• **Written problem**: Locate every line in the items below that contains the word "painted", and copy each of those lines.

* Begin Data supplied *

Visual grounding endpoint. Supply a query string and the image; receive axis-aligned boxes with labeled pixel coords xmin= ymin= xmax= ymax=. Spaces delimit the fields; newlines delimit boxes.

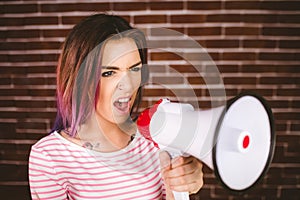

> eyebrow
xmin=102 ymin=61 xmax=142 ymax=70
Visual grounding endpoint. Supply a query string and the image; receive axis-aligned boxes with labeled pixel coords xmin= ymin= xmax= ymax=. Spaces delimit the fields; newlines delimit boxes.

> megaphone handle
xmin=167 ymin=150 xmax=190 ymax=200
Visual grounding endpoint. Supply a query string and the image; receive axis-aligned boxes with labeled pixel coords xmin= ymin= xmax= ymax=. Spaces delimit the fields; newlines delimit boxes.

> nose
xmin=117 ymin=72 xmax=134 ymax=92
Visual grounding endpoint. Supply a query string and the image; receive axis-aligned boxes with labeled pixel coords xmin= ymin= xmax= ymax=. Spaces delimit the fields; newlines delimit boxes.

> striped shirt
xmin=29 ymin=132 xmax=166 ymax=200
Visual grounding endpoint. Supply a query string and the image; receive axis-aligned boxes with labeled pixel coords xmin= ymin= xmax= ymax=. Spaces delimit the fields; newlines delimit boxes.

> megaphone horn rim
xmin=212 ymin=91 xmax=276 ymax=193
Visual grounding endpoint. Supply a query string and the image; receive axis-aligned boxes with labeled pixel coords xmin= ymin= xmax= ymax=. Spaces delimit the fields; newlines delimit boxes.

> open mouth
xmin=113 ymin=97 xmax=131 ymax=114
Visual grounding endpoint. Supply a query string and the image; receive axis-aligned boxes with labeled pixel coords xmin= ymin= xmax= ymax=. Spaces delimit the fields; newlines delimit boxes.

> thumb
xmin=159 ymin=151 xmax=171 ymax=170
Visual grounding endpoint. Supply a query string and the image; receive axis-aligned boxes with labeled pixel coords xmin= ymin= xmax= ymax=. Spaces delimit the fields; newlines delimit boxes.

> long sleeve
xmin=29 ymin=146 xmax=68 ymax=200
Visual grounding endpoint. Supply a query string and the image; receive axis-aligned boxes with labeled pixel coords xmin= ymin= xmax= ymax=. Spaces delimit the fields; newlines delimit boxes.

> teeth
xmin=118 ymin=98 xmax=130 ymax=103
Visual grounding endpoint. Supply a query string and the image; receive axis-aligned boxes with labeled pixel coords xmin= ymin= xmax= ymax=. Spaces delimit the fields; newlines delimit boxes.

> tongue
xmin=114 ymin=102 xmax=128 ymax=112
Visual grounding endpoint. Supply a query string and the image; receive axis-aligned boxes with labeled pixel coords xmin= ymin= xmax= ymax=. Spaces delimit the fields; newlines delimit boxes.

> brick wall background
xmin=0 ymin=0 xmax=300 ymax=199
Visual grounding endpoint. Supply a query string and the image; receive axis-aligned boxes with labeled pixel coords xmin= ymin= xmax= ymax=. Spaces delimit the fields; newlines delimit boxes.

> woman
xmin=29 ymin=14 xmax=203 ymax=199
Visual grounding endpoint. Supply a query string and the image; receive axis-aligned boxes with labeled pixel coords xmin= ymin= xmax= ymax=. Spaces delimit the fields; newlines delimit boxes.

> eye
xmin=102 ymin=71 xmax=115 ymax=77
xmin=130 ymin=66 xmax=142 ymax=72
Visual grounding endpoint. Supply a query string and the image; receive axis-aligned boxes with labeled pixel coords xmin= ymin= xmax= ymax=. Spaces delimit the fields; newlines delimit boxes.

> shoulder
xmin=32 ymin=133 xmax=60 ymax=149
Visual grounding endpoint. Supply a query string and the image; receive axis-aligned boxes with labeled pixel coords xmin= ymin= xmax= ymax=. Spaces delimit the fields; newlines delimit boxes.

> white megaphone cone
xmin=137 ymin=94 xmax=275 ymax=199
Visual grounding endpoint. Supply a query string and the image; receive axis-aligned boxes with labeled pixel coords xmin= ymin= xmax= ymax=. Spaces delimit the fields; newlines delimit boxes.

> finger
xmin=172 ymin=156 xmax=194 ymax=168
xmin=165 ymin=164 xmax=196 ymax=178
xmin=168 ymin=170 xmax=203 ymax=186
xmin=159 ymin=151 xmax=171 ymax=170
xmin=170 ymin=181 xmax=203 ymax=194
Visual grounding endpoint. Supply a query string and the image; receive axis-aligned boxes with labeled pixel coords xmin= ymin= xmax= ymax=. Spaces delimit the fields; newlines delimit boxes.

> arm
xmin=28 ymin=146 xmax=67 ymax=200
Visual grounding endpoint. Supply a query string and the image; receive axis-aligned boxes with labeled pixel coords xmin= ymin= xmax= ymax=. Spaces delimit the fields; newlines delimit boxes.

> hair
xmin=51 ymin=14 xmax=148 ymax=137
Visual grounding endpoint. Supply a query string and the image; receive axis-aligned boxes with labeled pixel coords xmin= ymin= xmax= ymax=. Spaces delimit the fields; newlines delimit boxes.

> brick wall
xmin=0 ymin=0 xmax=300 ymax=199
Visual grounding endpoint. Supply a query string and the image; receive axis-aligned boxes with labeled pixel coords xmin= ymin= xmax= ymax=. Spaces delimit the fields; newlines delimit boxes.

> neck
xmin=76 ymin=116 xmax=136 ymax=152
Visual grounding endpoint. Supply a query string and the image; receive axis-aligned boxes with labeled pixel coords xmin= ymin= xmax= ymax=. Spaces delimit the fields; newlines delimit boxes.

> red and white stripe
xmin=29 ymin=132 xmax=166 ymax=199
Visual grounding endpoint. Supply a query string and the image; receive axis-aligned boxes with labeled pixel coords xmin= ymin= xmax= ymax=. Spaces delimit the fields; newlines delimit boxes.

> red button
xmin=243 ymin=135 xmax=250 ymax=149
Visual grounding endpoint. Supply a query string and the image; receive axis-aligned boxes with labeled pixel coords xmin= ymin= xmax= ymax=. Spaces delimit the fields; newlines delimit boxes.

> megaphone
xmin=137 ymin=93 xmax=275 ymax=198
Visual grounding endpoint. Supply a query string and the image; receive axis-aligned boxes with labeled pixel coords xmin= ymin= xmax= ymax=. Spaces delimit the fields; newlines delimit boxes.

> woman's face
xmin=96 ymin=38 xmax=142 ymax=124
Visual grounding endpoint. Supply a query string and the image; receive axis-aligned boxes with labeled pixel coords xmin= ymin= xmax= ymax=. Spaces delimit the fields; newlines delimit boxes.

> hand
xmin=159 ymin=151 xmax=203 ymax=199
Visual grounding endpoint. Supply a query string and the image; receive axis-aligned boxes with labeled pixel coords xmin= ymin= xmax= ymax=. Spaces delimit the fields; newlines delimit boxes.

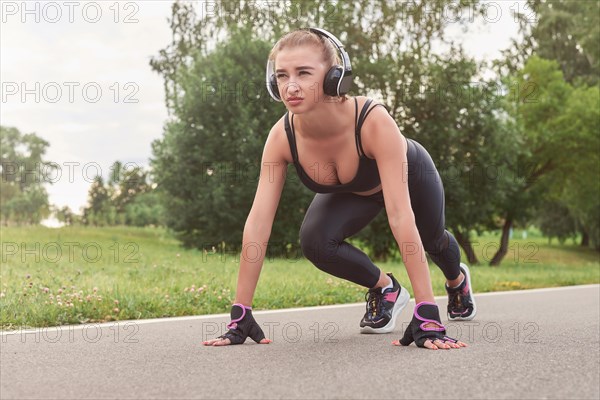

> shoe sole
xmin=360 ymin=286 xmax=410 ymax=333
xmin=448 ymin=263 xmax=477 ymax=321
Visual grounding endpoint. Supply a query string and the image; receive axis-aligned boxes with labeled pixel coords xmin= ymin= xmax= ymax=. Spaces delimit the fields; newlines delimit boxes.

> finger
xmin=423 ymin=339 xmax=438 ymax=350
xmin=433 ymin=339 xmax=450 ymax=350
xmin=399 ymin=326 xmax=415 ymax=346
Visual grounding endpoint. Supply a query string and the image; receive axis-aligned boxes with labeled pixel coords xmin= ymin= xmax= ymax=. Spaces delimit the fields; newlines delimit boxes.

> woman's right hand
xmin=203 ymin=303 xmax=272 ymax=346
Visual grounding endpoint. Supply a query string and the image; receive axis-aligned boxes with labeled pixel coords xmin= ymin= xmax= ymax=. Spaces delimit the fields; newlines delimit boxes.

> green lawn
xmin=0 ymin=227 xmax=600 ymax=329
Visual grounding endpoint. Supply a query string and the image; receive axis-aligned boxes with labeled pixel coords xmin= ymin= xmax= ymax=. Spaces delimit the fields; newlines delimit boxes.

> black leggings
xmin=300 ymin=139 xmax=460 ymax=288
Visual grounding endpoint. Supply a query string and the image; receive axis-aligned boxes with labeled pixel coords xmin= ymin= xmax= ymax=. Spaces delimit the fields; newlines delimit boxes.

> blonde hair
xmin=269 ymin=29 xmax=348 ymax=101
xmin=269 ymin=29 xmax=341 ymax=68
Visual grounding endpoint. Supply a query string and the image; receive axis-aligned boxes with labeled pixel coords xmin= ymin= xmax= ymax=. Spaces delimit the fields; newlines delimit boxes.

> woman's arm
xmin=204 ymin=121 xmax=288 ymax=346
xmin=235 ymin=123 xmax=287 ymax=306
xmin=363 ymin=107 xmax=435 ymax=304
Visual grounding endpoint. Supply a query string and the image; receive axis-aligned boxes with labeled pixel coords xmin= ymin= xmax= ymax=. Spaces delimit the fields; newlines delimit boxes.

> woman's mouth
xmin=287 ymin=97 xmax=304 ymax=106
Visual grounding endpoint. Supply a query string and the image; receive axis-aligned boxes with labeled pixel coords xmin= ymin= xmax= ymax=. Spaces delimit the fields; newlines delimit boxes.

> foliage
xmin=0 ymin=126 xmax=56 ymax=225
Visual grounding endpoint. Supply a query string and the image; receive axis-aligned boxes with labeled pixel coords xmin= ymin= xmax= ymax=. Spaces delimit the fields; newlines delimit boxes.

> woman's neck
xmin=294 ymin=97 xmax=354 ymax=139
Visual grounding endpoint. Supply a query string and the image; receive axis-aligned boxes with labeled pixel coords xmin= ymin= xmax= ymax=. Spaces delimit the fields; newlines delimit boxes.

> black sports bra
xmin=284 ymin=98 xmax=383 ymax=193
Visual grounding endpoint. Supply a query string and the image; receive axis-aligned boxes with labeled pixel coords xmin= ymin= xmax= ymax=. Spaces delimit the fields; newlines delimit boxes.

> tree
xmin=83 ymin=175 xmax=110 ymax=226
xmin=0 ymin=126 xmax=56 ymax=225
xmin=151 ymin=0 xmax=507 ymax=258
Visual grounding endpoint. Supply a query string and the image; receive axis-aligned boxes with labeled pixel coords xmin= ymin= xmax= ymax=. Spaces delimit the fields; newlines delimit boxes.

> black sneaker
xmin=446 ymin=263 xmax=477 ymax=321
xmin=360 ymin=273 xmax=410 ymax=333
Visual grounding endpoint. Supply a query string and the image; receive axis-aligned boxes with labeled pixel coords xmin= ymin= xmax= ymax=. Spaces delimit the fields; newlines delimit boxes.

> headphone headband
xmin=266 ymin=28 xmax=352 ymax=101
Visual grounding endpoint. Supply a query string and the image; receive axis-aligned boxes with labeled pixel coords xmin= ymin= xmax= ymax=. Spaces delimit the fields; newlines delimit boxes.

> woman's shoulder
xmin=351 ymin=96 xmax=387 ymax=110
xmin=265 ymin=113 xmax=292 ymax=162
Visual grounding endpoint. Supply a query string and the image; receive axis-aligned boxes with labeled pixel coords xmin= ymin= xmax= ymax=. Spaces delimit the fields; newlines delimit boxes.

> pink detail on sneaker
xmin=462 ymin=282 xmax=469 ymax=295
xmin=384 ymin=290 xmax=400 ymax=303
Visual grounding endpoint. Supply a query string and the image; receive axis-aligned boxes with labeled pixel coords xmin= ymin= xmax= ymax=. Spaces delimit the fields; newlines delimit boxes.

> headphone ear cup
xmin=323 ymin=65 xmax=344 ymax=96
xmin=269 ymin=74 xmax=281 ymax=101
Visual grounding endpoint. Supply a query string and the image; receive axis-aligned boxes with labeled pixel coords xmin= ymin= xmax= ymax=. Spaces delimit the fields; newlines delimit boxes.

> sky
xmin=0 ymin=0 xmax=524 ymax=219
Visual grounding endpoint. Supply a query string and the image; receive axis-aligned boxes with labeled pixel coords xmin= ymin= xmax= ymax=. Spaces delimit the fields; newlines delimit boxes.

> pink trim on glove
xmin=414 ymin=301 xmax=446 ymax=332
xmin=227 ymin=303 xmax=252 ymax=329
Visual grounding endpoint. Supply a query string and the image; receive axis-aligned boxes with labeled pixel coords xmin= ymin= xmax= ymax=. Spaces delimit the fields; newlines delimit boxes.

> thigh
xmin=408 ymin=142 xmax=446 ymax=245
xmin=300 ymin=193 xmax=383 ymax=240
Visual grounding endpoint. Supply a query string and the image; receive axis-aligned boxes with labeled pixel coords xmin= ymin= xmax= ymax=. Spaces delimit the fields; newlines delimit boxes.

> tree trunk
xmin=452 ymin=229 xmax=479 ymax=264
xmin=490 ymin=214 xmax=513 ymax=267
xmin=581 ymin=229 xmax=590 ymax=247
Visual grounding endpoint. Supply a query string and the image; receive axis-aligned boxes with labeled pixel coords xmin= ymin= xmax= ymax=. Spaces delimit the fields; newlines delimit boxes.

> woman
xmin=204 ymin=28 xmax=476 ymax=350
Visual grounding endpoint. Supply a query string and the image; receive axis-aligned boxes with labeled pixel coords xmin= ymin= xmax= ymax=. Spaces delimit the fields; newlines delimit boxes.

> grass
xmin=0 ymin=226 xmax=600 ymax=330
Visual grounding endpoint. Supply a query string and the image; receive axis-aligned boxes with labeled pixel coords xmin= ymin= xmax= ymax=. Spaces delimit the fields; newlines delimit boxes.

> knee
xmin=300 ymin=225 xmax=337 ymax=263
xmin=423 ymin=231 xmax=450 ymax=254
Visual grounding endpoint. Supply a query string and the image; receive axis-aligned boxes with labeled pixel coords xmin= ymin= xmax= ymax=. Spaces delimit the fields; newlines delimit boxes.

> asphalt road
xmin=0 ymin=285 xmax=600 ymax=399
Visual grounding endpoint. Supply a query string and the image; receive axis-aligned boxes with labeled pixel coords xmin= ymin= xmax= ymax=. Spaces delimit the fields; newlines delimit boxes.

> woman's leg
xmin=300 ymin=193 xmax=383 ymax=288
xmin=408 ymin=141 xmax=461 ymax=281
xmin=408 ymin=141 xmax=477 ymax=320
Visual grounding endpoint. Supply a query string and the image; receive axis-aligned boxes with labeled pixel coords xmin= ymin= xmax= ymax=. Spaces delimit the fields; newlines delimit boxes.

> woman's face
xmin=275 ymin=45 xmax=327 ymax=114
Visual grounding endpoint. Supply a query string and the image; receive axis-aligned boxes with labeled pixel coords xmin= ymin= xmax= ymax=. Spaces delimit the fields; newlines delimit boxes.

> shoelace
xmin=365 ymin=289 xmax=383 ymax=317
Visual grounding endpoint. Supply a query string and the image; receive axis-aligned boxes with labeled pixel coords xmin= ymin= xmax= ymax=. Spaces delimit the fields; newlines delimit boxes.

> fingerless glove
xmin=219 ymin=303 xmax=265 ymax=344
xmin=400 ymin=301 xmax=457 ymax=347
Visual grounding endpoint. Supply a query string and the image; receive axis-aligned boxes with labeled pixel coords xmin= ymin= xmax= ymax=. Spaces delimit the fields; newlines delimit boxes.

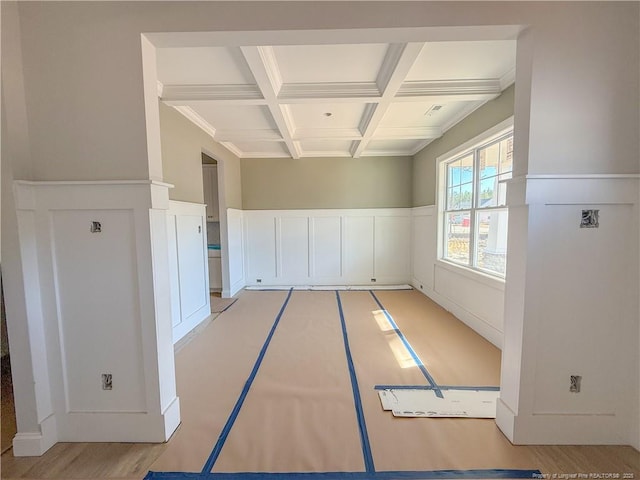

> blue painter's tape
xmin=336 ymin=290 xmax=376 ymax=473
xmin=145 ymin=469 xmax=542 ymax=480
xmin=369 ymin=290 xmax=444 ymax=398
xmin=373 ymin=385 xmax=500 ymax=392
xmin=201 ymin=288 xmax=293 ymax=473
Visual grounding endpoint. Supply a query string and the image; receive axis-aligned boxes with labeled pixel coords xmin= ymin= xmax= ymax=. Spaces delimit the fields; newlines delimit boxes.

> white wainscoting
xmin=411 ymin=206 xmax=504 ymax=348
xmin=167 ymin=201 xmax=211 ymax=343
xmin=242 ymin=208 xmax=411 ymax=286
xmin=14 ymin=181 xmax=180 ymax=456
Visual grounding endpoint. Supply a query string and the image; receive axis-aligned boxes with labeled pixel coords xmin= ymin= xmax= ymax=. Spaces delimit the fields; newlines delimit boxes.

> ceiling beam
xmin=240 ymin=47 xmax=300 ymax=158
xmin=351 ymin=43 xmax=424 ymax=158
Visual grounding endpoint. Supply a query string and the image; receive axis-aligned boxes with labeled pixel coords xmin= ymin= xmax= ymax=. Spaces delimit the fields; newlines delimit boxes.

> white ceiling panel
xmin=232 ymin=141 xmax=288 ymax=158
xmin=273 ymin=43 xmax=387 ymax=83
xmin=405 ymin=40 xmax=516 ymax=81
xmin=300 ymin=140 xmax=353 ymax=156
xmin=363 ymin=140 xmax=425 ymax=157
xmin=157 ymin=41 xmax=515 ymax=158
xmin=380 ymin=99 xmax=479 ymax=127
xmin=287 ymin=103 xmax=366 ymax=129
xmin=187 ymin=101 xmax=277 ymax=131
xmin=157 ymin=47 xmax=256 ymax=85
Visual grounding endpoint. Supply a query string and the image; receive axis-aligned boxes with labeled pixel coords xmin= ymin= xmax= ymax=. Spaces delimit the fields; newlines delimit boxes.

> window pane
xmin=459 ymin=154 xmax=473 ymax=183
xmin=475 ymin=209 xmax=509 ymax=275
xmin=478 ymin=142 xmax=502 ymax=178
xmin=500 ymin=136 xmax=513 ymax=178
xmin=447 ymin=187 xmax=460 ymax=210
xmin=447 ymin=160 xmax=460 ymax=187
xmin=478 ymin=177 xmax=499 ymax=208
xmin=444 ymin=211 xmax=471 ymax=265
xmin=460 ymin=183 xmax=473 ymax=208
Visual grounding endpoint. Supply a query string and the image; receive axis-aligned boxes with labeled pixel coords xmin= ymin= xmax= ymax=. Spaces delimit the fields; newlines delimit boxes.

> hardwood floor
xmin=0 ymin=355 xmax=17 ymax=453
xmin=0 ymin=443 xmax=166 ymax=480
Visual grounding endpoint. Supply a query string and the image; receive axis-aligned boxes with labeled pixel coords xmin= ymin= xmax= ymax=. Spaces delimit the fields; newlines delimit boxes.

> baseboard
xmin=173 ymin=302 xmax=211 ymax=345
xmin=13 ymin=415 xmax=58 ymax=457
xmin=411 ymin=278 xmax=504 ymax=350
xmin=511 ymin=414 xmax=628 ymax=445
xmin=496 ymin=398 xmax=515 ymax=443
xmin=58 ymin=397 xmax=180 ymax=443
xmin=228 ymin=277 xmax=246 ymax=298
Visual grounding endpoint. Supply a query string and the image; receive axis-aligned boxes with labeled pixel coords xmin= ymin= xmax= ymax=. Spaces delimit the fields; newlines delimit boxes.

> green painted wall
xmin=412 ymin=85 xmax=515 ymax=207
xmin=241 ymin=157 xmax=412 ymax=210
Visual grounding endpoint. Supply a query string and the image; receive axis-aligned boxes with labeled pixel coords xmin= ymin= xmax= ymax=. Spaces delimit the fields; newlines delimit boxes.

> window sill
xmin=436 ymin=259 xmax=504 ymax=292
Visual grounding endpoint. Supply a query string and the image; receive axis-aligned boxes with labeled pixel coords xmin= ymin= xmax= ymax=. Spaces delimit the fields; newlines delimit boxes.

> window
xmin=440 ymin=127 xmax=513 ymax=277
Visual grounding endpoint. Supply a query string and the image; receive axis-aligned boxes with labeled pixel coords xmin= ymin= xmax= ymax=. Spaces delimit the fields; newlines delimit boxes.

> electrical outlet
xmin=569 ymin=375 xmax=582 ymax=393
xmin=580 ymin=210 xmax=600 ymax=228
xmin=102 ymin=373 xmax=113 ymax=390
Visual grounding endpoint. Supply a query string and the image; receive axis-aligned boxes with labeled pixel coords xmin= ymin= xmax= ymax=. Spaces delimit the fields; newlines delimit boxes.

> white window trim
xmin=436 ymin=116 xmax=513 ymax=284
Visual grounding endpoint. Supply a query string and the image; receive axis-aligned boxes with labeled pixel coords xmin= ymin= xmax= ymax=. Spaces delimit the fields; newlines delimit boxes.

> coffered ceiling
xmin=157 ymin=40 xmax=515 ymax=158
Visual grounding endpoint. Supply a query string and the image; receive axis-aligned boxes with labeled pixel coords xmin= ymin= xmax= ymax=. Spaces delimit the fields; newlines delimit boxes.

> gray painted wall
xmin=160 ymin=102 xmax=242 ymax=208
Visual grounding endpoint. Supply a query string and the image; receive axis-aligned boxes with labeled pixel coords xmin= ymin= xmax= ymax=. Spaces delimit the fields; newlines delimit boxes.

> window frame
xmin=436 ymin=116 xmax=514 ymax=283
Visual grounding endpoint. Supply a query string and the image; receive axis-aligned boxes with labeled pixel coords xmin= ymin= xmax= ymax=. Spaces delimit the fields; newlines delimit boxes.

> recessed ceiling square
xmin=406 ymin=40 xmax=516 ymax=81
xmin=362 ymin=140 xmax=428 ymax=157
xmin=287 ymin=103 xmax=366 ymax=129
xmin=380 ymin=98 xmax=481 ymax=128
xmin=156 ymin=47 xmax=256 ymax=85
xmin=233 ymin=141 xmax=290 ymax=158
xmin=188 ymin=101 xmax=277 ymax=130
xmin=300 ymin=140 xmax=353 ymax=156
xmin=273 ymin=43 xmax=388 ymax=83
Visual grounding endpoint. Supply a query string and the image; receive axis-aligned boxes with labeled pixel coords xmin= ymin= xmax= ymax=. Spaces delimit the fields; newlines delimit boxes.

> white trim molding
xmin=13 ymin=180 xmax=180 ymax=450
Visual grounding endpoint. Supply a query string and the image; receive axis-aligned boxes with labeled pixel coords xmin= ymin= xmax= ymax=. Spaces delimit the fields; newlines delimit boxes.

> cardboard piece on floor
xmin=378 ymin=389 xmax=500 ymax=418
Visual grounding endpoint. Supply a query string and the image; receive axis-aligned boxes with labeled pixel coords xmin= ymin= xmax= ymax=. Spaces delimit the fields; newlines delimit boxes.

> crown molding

* End Data supplied *

• **Expected answer**:
> green painted wall
> gray painted wall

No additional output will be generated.